_Extrait du document:_
■ ■ ■ ■

Notre histoire nous montre combien il est
difficile de croire à la rémission
des péchés. Celui qui ne
connaît pas, ou ne veut pas connaître
l'énormité du péché ne
trouve naturellement pas de difficulté
à croire au pardon de Dieu. Si le
péché n’est autre chose que la
manifestation de penchants irrésistibles il
ne peut être question de faute, ni de pardon.
Là où il n’y a pas eu de
transgression, il n’y a rien à
pardonner. Si de plus, le péché
n’est qu’une faiblesse excusable on peut
facilement admettre que notre bon Père
céleste l’efface en disant : "Mes
enfants, ce n’est rien, ne vous en tourmentez
pas." Les hommes plus sérieux jugent les
choses autrement. Parmi les païens ceux qui
ont des sentiments nobles souffrent du poids du
péché et ne disent jamais que le
pardon divin est une chose naturelle. Ils ne
peuvent concevoir que les dieux remettent le
péché, car ils ne connaissent pas le
Dieu saint et miséricordieux.
Aristote, le plus grand des philosophes grecs, a
dit : "La divinité n’est pas
là pour aimer, mais pour être
aimée." Et l’un des poètes les
plus profonds de l'antiquité
écrit : "que la divinité
n’oublie jamais le péché et
qu’elle y pense éternellement." Il a
fallu une révélation toute
spéciale pour créer dans
l'humanité la foi en un Dieu qui
pardonne ; c’est pourquoi le
prophète Michée s'écrie avec
reconnaissance : "Quel Dieu est semblable
à toi, qui pardonnes l'iniquité, qui
oublies les péchés du reste de ton
héritage ? Il ne garde pas sa
colère à toujours, car il prend
plaisir à la miséricorde. Il aura
encore compassion de nous, il mettra sous ses pieds
nos iniquités ; tu jetteras au fond de
la mer tous leurs péchés."
(Mich.
7, 18-19).
La rémission des péchés est
pour lui un sujet d’adoration. Quoi
d'étonnant ! La science nous apprend
que dans tout l’univers, malgré des
transformations puissantes et de terribles
catastrophes, il ne se perd pas un atome. Quels que
soient les événements qui peuvent se
produire, les molécules ne font que changer
de formes et de places, et nous trouvons naturel
que le péché, qui est une violation
manifeste de l’ordre divin dans le monde, nous
soit remis et pardonne ? Naturellement il ne
peut en être ainsi que pour celui qui se
repent, sans cela le pardon serait quelque chose
d’immoral. Nous ne devons croire que Dieu a
pardonné que lorsqu’il le dit
lui-même. Lui seul peut rendre possible
l’impossible, effacer nos péchés
sans nuire à sa sainteté et couvrir
le coupable de sa grâce libératrice.

■ ■ ■ ■

_Données fournies:_
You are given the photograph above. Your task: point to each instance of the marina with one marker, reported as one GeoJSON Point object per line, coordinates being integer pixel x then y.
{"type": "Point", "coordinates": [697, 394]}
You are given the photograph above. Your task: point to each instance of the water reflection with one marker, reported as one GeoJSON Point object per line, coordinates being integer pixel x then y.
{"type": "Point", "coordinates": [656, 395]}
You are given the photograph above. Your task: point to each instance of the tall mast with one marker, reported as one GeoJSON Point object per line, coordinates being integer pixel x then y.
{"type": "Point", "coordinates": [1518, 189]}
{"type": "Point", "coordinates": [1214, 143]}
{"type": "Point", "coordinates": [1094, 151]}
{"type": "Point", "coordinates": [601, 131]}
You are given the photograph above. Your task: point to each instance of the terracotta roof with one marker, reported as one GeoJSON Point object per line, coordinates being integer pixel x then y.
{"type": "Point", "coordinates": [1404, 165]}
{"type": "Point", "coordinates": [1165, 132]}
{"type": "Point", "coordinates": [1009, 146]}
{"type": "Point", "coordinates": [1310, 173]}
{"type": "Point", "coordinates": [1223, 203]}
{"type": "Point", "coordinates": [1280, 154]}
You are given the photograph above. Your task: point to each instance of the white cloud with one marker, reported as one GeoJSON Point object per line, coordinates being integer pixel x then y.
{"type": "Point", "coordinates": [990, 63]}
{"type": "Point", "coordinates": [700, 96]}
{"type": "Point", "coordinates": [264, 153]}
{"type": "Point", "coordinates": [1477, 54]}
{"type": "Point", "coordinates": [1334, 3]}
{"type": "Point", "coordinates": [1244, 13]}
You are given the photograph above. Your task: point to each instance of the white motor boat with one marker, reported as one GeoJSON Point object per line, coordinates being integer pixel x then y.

■ ■ ■ ■

_Consigne:_
Relevez, s'il vous plaît, toutes les citations placées entre guillemets dans l'extrait sur le pardon des péchés.

_Réponse attendue:_
- "Mes enfants, ce n’est rien, ne vous en tourmentez pas."
- "La divinité n’est pas là pour aimer, mais pour être aimée."
- "que la divinité n’oublie jamais le péché et qu’elle y pense éternellement."
- "Quel Dieu est semblable à toi, qui pardonnes l'iniquité, qui oublies les péchés du reste de ton héritage ? Il ne garde pas sa colère à toujours, car il prend plaisir à la miséricorde. Il aura encore compassion de nous, il mettra sous ses pieds nos iniquités ; tu jetteras au fond de la mer tous leurs péchés."